━━ Dataset excerpts
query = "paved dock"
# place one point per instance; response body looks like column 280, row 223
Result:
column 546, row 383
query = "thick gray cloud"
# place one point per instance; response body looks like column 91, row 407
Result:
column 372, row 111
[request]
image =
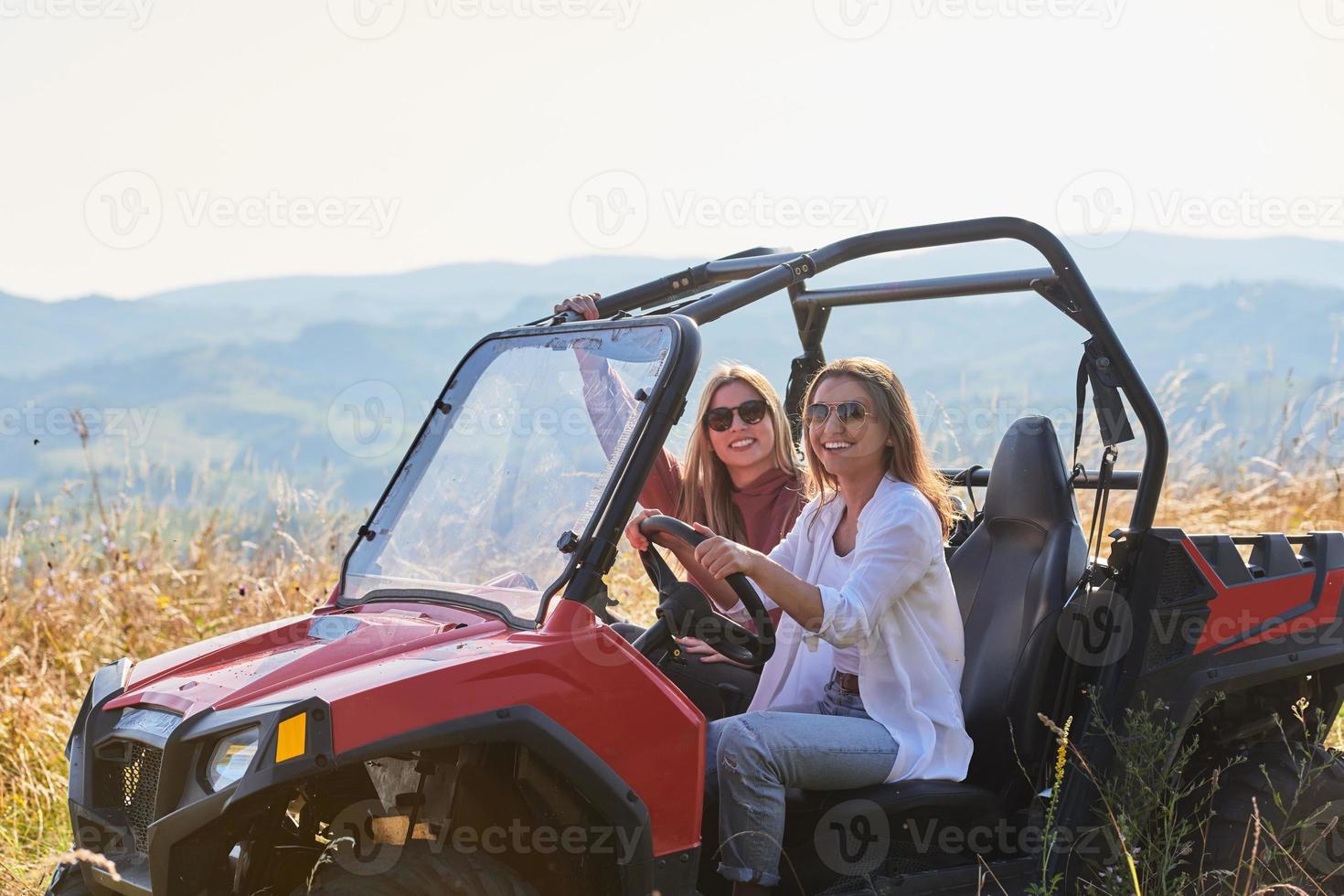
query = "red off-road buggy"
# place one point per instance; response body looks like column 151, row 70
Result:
column 460, row 719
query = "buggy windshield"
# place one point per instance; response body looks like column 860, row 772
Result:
column 512, row 458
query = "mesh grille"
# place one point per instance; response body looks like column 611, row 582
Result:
column 1180, row 579
column 1169, row 641
column 132, row 786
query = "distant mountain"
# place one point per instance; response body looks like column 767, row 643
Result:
column 1243, row 352
column 42, row 337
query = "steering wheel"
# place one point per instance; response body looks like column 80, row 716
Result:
column 684, row 612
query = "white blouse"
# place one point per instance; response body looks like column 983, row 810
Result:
column 900, row 610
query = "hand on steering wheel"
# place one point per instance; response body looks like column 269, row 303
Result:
column 683, row 609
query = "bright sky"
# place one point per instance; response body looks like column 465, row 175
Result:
column 151, row 144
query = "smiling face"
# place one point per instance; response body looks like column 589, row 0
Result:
column 854, row 449
column 743, row 448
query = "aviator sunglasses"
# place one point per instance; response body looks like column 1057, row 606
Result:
column 720, row 418
column 848, row 412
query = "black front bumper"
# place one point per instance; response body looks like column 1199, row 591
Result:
column 139, row 795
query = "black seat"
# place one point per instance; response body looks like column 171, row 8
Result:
column 1012, row 577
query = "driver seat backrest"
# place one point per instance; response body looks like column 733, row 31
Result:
column 1012, row 577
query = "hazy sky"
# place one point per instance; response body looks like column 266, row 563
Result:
column 149, row 144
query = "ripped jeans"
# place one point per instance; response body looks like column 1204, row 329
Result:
column 752, row 758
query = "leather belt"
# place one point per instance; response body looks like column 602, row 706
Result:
column 848, row 681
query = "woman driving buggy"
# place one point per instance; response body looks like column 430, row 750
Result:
column 864, row 681
column 740, row 477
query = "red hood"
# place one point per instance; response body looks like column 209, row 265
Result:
column 304, row 656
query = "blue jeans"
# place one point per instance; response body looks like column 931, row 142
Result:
column 754, row 758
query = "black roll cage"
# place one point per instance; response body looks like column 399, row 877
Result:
column 757, row 272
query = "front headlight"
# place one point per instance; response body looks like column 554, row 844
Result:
column 231, row 756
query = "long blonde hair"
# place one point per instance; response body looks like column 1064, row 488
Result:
column 706, row 485
column 907, row 458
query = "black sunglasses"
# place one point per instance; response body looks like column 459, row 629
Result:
column 720, row 418
column 848, row 412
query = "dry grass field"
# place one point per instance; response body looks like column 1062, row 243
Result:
column 89, row 575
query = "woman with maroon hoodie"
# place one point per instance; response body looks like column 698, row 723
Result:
column 741, row 475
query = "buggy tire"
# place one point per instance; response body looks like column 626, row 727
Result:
column 68, row 880
column 420, row 872
column 1324, row 798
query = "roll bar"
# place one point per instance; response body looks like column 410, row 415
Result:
column 757, row 272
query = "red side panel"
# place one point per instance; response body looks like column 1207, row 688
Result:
column 575, row 670
column 1238, row 613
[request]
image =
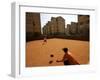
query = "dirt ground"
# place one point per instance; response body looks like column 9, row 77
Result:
column 38, row 55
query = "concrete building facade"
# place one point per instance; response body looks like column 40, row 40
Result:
column 83, row 24
column 55, row 26
column 33, row 24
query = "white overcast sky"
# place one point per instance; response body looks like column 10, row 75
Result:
column 47, row 17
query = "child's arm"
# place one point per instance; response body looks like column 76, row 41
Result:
column 62, row 59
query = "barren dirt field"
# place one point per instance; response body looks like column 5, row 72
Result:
column 38, row 55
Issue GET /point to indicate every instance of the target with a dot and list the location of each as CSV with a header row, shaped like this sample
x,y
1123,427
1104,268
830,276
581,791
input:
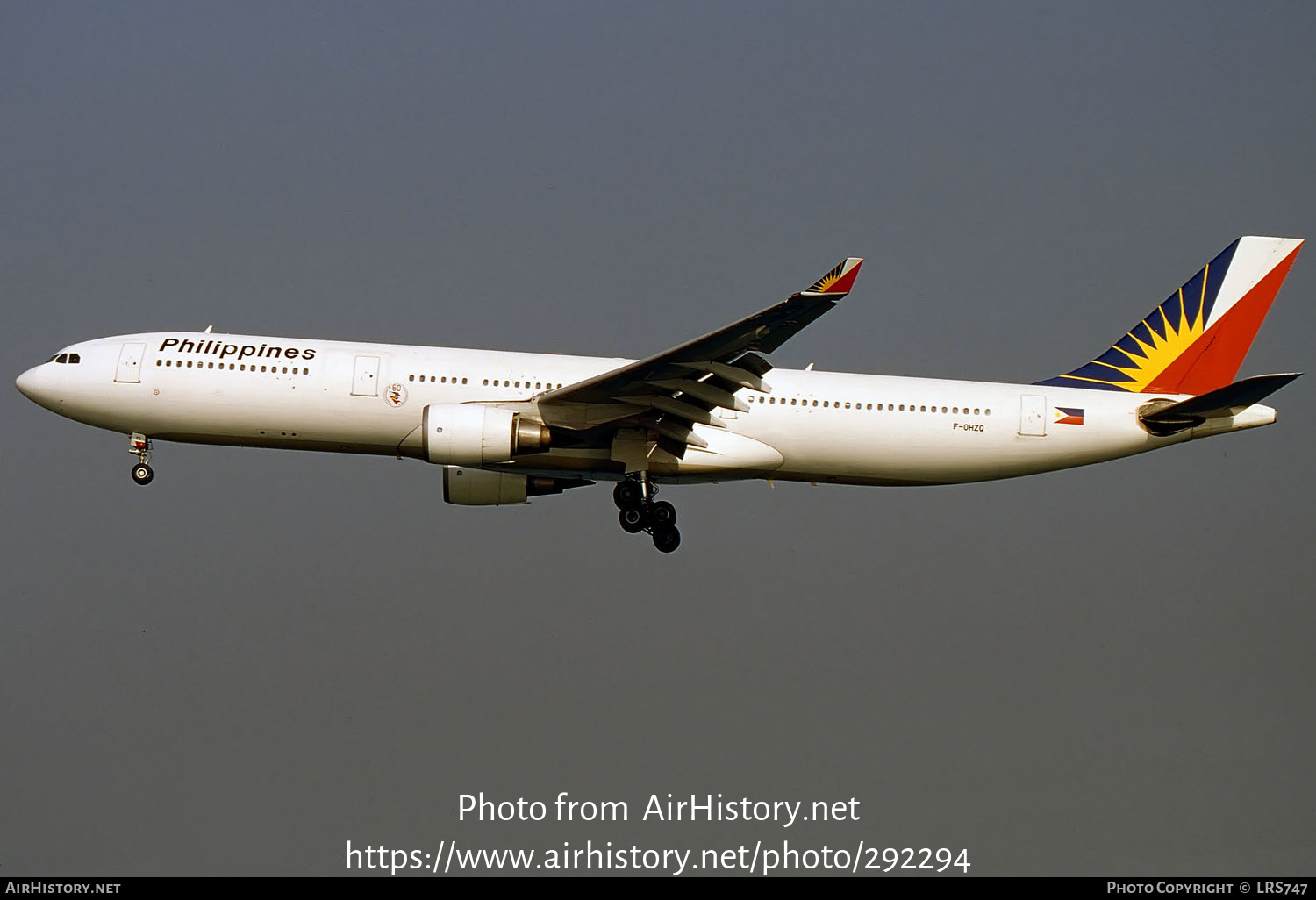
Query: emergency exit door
x,y
365,378
1032,415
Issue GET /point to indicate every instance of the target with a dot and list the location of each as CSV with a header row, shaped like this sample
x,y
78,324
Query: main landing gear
x,y
139,446
633,496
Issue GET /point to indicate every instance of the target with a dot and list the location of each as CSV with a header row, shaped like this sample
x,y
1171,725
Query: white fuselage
x,y
812,426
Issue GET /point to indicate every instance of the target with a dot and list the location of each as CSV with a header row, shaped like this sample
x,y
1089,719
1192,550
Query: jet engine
x,y
474,434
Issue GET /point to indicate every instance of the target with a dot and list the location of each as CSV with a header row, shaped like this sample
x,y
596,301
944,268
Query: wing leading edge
x,y
670,391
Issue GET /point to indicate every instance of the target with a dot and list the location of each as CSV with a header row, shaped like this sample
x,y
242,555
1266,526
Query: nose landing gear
x,y
639,512
139,446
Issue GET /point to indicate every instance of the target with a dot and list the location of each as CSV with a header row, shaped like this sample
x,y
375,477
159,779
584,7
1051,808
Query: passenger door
x,y
365,378
131,363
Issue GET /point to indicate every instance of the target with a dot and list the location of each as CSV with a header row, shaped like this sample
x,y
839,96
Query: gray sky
x,y
268,654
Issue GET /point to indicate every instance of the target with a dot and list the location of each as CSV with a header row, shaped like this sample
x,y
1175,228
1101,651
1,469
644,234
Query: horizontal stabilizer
x,y
1220,403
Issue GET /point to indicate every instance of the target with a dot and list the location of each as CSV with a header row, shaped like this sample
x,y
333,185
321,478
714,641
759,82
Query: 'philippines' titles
x,y
241,352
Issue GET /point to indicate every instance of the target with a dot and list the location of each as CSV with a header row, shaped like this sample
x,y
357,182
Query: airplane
x,y
508,426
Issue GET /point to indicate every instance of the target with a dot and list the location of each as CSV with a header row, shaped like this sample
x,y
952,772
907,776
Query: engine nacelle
x,y
476,487
474,434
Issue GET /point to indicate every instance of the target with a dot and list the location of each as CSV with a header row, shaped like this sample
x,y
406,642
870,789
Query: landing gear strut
x,y
639,512
139,446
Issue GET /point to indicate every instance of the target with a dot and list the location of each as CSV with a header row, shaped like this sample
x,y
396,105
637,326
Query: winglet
x,y
837,282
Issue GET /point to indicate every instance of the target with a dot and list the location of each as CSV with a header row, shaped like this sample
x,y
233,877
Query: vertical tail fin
x,y
1195,341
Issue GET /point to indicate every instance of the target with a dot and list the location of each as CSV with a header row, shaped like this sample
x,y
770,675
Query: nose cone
x,y
26,384
37,386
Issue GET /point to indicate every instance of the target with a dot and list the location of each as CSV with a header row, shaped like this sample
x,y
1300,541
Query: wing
x,y
671,391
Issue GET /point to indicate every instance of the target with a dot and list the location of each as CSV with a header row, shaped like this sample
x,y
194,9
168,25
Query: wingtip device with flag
x,y
839,281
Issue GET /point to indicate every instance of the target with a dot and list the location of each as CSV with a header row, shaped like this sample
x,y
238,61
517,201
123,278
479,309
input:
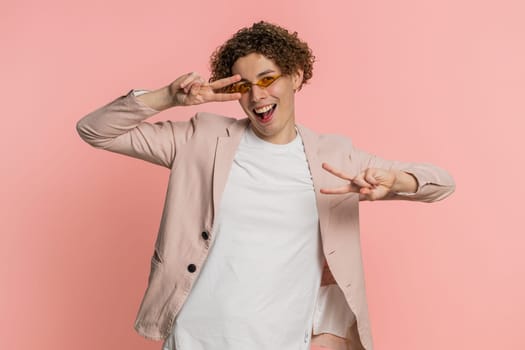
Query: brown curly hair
x,y
272,41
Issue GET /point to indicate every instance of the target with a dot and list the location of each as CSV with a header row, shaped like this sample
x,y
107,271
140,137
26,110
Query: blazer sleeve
x,y
119,127
434,183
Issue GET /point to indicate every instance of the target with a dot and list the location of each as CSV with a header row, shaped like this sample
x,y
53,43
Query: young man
x,y
250,217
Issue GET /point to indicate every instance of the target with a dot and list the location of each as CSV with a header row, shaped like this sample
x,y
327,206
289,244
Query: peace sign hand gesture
x,y
191,89
373,183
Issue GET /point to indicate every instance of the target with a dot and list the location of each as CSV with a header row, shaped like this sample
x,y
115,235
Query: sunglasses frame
x,y
236,87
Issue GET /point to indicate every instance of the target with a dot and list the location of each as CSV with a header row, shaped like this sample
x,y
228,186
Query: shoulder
x,y
328,141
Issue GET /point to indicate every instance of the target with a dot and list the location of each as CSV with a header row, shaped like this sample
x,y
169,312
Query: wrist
x,y
404,182
159,99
━━━━
How many lines of the records above contain the string "front", counting only matches in the same case? Reply with the number alone.

2